_Consigne donnée 1_:
Affichez chaque ligne des enregistrements ci-dessous qui contient la chaîne « person », en tenant compte de la casse.

_Extrait du document_:
☆ ☆ ☆ ☆ ☆ ☆ ☆

Ce qui précède, on le voit, repose sur une conception du signe « égal » fondée sur l’équivalence, contre la conception désastreuse, qui sévit bien au-delà du cycle 2 et même de l’école élémentaire, qui fait voir ce signe comme un signe d’exécution d’une opération (la touche « entrée » de la calculette). De nombreuses recherches, en psychologie cognitive (1) , ou en didactique, depuis les travaux fondateurs de Guy Brousseau (2), ont montré la nécessité de travailler très tôt l’équivalence. L’écriture d’expressions mathématiques (par exemple l’écriture, en situation, d’additions telle qu’elle est ébauchée ci-dessus) apparaît alors comme un moyen particulièrement puissant pour saisir cette équivalence et pour faire du signe « égal » (et du signe « différent »), notamment dans la comparaison des écritures additives, un outil de composition-décomposition.
Au fond, l’idée sous-jacente à ces projets de programme est celle-ci : au cycle 2, la meilleure prévention contre une éventuelle « dérive formaliste », ce n’est pas moins d’écriture, c’est davantage d’écriture, mais une écriture systématiquement liée à la réalité concrète à laquelle elle réfère. Cette mise en lien de l’écriture et de sa référence, cette mise en relation forte entre le concret et l’abstrait, c’est dans le professionnalisme des professeurs, c’est grâce à leur intelligence personnelle et collective qu’elle s’élaborera.

☆ ☆ ☆ ☆ ☆ ☆ ☆

_Enregistrements fournis_:

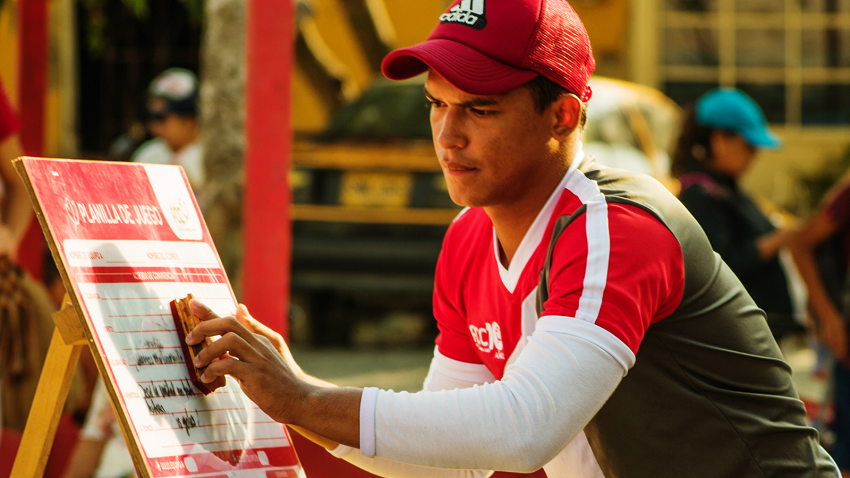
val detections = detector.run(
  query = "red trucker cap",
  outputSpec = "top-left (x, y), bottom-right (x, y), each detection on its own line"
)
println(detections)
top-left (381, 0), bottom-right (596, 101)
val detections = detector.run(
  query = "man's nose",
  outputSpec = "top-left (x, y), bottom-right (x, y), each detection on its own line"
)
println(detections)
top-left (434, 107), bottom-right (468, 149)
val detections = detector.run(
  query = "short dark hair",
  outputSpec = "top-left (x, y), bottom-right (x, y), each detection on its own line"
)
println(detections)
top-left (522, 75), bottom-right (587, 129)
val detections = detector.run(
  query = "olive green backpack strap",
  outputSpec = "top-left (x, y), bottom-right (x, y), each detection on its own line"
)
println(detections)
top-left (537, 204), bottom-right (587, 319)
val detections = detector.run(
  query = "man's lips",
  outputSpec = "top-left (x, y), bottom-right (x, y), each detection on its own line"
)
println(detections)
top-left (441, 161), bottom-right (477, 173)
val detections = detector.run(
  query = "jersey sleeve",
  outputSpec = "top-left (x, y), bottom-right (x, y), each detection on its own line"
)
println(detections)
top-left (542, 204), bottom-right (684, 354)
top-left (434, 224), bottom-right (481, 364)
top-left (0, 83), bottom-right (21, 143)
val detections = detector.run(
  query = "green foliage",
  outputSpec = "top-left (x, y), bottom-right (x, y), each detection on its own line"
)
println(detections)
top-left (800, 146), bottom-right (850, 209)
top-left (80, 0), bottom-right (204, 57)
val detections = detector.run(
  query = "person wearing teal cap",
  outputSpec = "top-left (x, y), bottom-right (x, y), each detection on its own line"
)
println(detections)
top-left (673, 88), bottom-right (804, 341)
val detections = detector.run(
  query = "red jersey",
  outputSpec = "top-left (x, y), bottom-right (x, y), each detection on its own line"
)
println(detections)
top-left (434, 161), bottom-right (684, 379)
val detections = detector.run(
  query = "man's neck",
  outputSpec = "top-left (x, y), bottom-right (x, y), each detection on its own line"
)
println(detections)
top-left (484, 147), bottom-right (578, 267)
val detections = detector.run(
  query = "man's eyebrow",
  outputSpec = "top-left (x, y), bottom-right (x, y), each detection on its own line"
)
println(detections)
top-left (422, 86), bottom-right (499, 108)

☆ ☆ ☆ ☆ ☆ ☆ ☆

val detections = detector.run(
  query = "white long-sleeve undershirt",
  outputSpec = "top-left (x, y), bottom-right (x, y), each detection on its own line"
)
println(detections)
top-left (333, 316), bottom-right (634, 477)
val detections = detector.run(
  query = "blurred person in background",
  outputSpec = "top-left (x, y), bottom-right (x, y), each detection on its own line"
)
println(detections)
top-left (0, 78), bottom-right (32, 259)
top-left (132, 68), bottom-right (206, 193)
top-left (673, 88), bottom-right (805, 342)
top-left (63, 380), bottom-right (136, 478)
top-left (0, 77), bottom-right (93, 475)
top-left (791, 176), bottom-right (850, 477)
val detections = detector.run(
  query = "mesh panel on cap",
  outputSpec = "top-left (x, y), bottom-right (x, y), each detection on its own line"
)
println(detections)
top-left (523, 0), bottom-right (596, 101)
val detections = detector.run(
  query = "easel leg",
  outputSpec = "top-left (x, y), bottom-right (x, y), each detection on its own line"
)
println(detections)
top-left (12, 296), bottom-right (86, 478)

☆ ☆ ☆ ☆ ☆ ☆ ☆

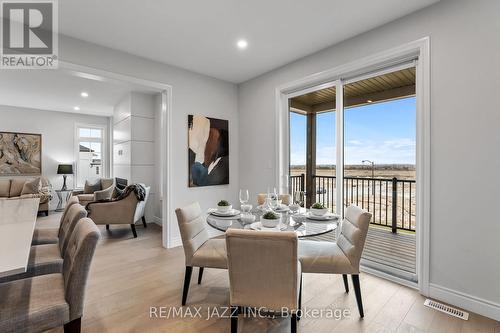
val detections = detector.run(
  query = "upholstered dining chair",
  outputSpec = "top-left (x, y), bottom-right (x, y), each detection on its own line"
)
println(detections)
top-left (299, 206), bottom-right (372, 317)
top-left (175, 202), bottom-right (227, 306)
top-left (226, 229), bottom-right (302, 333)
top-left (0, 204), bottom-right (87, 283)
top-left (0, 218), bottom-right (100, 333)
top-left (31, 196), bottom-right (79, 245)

☆ ☆ ☆ ☆ ☆ ☆ ☆

_Consigne donnée 2_:
Mettez à jour le passage de l'extrait ci-dessus allant de « Au fond, l’idée » jusqu'à « collective qu’elle s’élaborera. » en y remplaçant « professeurs » par « enseignants ».

_Réponse attendue 1_:
  query = "person wearing teal cap",
  query = "blurred person in background",

_Réponse attendue 2_:
Au fond, l’idée sous-jacente à ces projets de programme est celle-ci : au cycle 2, la meilleure prévention contre une éventuelle « dérive formaliste », ce n’est pas moins d’écriture, c’est davantage d’écriture, mais une écriture systématiquement liée à la réalité concrète à laquelle elle réfère. Cette mise en lien de l’écriture et de sa référence, cette mise en relation forte entre le concret et l’abstrait, c’est dans le professionnalisme des enseignants, c’est grâce à leur intelligence personnelle et collective qu’elle s’élaborera.